■ Instructions for the task: Scale the data from its start through the line with "point(177, 207)": copy those lines again, requests included, with every coordinate in the answers multiplied by 1.9 and rounded to a whole number, halves rounding up. Return only these lines, and leave the pictures out.

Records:
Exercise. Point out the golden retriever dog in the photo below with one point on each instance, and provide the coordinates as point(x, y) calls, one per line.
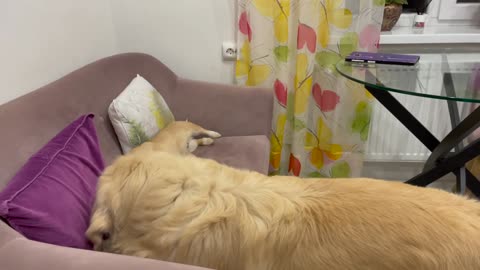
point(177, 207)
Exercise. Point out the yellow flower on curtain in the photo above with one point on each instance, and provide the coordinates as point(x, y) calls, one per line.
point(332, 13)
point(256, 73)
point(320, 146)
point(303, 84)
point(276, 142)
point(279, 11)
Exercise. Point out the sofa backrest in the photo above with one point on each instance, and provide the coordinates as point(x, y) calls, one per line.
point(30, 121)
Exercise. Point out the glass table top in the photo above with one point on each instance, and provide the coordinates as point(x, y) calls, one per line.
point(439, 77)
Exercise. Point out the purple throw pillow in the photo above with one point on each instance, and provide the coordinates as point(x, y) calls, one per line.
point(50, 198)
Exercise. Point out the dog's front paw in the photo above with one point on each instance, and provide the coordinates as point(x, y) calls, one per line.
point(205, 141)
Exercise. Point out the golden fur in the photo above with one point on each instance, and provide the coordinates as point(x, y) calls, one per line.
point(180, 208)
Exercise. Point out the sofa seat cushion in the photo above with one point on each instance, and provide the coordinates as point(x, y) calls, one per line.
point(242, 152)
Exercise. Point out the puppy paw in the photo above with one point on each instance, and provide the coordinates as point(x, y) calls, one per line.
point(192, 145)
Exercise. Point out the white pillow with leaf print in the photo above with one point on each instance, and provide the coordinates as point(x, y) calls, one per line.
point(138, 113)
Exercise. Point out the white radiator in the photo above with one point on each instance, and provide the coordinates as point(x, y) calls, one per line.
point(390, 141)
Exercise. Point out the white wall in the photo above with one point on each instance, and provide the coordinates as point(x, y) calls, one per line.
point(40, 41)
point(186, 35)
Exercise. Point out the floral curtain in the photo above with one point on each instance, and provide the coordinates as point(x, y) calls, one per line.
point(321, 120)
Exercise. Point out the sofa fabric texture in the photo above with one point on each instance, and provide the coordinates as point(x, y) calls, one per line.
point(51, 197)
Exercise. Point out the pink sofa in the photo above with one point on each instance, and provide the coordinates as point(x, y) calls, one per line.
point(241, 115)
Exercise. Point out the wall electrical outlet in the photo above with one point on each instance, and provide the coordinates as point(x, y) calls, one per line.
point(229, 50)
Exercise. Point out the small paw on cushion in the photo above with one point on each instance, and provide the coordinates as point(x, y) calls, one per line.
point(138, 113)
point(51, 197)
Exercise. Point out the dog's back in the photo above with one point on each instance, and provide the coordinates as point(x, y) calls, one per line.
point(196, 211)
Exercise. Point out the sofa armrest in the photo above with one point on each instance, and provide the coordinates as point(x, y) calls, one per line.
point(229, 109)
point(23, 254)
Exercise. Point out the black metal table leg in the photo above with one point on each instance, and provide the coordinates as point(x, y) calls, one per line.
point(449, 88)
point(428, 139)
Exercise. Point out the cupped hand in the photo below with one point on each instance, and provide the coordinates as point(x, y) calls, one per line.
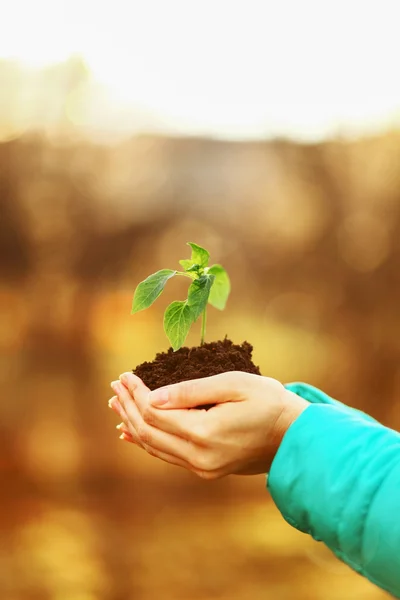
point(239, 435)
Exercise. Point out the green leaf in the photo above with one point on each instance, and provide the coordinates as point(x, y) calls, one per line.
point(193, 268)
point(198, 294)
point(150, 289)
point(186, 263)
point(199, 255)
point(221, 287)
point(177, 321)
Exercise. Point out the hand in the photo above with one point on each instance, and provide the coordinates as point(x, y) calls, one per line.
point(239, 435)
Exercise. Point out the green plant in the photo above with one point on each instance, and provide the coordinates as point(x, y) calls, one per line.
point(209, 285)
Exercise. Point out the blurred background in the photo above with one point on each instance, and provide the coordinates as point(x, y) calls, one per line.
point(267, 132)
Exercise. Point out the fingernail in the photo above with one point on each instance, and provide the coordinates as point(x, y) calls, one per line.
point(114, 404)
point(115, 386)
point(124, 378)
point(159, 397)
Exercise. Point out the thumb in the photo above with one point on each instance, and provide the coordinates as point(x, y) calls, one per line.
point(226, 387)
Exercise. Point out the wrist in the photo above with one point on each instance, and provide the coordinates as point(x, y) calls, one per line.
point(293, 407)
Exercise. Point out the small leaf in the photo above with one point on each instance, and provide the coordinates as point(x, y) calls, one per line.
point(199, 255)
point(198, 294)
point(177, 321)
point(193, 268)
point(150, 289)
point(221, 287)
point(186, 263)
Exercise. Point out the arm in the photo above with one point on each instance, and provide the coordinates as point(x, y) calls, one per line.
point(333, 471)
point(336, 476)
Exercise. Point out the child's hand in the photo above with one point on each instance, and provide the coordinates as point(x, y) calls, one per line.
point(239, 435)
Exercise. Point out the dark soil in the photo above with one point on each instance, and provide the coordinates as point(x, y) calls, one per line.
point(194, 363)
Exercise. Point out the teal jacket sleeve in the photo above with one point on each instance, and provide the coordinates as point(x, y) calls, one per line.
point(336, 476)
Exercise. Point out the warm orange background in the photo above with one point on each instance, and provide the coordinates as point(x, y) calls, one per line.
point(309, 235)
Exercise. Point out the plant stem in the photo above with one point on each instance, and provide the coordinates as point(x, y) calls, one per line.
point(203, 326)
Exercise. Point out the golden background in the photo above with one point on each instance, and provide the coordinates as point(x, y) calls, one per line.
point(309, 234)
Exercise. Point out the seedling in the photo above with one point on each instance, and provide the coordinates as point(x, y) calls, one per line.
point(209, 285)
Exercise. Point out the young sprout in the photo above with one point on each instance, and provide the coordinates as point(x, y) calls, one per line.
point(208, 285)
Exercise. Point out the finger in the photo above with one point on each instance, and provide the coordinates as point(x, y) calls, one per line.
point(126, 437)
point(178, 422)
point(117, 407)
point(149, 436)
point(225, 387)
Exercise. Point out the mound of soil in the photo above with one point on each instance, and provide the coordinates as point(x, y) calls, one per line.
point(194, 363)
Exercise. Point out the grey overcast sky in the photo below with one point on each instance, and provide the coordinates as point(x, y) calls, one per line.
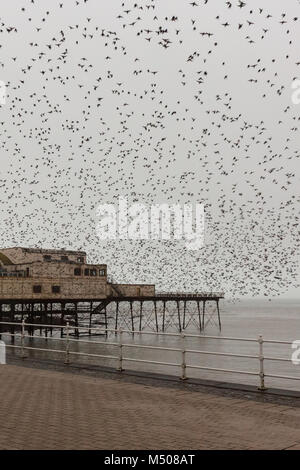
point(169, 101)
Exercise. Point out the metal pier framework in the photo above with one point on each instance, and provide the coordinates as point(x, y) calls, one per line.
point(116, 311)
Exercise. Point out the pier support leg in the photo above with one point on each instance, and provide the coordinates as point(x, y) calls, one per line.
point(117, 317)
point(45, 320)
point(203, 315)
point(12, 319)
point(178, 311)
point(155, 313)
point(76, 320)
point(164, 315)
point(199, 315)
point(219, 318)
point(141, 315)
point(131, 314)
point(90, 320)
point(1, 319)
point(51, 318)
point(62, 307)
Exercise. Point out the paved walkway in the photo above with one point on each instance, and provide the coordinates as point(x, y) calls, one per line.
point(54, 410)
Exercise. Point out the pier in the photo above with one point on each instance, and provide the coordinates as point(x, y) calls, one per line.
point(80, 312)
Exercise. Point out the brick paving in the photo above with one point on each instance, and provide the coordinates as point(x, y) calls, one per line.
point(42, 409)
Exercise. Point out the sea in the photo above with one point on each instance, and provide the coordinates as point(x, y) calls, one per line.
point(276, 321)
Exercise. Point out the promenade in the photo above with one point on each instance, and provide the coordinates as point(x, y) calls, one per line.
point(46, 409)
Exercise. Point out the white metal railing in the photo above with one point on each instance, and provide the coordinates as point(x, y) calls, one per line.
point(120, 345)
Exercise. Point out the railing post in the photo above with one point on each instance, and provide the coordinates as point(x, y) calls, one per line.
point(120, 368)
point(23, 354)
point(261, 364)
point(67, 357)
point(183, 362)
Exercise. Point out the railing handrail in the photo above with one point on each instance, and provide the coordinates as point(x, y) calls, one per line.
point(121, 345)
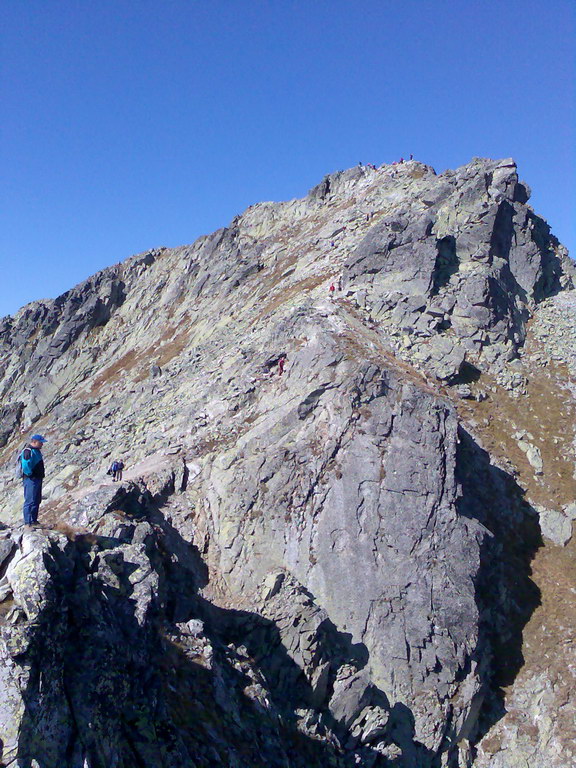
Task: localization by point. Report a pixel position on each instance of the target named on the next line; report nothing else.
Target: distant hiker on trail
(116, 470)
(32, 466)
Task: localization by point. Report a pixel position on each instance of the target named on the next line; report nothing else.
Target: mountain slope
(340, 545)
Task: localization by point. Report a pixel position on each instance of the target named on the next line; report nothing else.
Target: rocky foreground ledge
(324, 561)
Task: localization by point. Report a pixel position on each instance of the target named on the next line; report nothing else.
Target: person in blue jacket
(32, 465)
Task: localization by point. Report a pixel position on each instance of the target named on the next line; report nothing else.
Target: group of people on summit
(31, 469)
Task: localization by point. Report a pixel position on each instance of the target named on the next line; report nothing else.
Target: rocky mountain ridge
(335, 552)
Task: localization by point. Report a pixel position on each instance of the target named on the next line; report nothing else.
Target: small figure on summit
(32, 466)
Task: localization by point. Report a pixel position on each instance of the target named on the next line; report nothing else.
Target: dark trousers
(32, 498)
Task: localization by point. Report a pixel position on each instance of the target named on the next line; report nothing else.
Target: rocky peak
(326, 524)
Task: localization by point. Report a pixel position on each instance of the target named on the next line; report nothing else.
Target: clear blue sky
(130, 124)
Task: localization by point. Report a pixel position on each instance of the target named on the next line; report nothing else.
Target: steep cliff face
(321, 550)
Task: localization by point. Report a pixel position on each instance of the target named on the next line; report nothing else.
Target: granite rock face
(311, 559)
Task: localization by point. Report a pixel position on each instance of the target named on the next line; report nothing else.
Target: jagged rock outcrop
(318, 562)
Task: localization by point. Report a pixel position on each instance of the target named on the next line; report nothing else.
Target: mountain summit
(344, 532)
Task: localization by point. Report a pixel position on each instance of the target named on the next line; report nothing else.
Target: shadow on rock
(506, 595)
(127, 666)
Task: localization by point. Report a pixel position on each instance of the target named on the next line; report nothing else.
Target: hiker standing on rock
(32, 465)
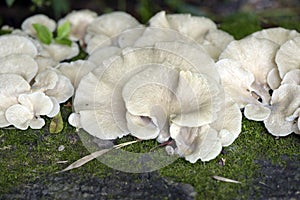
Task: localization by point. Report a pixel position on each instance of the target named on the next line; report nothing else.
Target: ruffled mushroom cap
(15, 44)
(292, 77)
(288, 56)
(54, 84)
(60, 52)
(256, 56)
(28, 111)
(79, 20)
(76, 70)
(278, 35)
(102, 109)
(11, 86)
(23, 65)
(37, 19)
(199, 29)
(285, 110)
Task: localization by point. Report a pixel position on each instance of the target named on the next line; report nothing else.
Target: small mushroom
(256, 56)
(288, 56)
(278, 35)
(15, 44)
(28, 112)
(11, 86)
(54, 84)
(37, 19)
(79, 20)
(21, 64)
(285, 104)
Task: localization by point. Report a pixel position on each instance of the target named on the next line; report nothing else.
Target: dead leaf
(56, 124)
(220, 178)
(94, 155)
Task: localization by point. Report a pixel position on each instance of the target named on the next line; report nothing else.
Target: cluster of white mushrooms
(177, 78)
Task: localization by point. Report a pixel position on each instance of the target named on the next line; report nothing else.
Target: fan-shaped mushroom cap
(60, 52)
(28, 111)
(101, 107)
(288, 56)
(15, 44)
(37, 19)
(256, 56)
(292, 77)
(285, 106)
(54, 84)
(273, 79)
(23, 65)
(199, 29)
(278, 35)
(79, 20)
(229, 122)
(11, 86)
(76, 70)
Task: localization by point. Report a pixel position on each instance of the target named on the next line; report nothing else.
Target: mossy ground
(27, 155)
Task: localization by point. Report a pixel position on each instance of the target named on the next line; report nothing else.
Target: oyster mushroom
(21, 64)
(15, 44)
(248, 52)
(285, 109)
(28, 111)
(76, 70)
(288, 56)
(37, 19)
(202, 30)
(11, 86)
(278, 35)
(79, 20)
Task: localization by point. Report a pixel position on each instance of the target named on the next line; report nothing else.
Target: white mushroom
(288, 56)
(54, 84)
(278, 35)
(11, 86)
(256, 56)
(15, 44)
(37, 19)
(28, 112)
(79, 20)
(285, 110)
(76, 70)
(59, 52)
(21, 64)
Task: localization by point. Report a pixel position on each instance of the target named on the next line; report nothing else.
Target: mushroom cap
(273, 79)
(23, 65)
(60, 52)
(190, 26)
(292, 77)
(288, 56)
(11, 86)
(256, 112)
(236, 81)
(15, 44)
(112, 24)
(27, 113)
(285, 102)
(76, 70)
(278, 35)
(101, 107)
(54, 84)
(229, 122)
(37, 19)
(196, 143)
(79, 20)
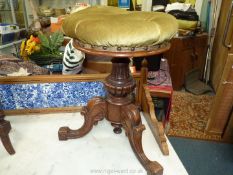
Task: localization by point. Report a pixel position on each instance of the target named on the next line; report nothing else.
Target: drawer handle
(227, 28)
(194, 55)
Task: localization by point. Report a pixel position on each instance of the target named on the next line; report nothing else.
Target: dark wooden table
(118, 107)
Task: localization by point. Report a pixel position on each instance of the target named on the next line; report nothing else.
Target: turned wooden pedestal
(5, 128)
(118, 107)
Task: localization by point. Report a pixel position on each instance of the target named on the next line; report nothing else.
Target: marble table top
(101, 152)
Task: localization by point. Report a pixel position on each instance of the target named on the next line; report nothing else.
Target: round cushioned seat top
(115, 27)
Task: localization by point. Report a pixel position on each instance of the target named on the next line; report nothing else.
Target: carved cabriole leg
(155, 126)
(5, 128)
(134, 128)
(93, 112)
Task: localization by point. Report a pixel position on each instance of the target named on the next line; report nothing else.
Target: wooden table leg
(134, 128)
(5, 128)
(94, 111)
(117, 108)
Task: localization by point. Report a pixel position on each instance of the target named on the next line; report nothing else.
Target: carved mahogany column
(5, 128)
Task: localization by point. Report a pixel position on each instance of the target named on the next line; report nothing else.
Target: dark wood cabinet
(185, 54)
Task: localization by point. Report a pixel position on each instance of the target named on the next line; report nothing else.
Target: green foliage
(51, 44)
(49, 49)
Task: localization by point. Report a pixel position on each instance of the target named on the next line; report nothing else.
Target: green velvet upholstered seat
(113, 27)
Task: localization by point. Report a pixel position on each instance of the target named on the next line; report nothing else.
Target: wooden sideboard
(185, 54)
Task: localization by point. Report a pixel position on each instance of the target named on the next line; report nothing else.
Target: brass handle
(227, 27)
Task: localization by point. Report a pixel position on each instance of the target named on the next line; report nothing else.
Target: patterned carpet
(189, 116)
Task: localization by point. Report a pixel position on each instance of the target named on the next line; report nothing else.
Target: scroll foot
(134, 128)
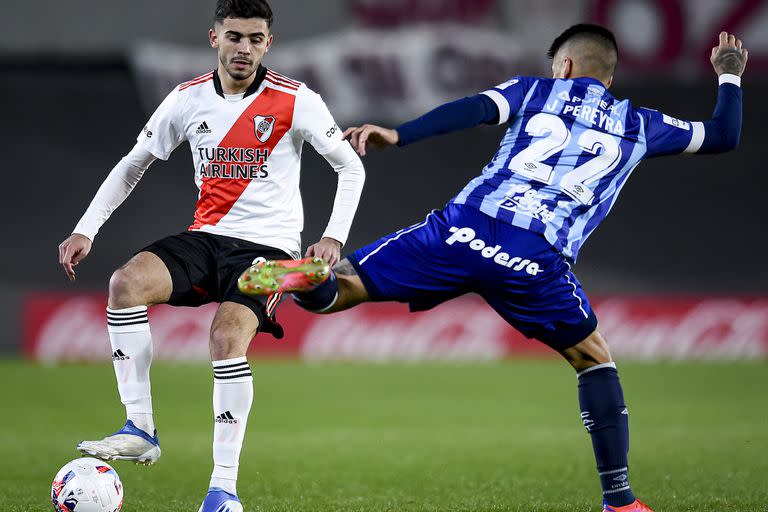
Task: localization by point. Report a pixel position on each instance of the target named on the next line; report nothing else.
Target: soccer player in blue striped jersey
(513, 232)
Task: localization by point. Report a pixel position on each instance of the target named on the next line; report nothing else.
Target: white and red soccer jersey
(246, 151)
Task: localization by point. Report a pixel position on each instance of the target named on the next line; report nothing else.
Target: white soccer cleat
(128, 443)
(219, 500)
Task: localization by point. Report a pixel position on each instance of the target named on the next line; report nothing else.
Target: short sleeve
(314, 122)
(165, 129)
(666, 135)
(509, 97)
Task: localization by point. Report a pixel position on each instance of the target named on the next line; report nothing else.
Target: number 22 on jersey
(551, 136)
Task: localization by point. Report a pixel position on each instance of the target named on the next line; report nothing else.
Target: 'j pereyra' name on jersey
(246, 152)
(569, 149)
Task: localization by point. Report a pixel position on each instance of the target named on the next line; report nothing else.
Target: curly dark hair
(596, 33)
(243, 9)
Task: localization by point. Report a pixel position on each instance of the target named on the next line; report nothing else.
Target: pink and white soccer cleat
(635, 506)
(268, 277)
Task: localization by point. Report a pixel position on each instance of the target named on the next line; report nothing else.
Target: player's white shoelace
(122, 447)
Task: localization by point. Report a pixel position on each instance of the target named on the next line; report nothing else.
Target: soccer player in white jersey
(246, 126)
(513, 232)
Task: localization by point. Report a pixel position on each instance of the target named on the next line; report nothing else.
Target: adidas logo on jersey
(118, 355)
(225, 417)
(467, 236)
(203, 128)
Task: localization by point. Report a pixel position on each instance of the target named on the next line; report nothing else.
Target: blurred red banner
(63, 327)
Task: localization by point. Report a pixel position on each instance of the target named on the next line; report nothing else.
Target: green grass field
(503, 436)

■ Written answer:
Exercise. Point out the golden retriever dog in the photo below with one point on each instance, and provide the coordinates as point(x, y) calls, one per line.
point(336, 393)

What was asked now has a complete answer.